Text section:
---*---

In the encoder 10, an original frame 12 and one or more reference frames 14 are provided to the predicted frame determiner 16 to determine a predicted frame 18. Then a difference between the original frame 12 and the predicted frame 18 is obtained by the difference calculator 20 to generate a residual frame 22. The residual frame 22 is provided to the transformation coefficients generator 24 to generate transformation coefficients 26, which are quantized by the quantizer 28 to generate quantized values 30.
The quantized values 30 are provided to the entropy coder 32 to generate coded data 34. Therefore, the coded data 34 include residues (or a residual frame) that have been transformed to generate transformation coefficients, quantized, and entropy-coded. The quantized values 30 are also provided to the frame decoder 38 to generate a new reference frame (or reference frames) when it is determined (36) that a new reference frame should be used for encoding.
The decoder 50 includes an entropy decoder 52, a dequantizer 54, an inverse transformer 58, a combiner 62, a predicted frame determiner 68, and a frame buffer memory 70.
The coded data 34 is first entropy-decoded by the entropy decoder 52 in the decoder 50 to recover quantized values 56, which are de-quantized by the dequantizer 54 to recover transformation coefficients 60. The transformation coefficients 60 are inverse transformed by the inverse transformer 58 to recover a residual frame 64. The residual frame 64 is combined with a predicted frame 66 by the combiner 62 to generate a decoded frame 74. The predicted frame 66 is determined by the predicted frame determiner 68 using one or more reference frames 72. The decoded frame 74 and the one or more reference frames 72 are stored in the frame buffer memory 70. The decoded frame 74 is then provided as a display frame 90.

---*---

Data below:

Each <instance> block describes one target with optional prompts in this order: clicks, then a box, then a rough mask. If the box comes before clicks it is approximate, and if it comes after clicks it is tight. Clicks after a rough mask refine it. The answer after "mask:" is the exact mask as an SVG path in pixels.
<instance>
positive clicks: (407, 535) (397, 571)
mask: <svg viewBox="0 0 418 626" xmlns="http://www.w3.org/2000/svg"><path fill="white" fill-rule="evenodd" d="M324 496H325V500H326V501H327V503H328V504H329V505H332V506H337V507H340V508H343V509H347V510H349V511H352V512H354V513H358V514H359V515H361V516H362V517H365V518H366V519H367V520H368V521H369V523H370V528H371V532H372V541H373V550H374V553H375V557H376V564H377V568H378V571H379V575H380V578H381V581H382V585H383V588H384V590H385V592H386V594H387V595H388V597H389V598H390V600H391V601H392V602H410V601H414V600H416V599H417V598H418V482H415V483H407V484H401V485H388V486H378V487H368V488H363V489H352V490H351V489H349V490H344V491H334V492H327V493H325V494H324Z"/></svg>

---*---

Problem statement: List every component that the encoder-decoder passage says decoder 50 includes, with its reference number. Work only from the encoder-decoder passage, not from the lines.

Task answer:
- entropy decoder 52
- dequantizer 54
- inverse transformer 58
- combiner 62
- predicted frame determiner 68
- frame buffer memory 70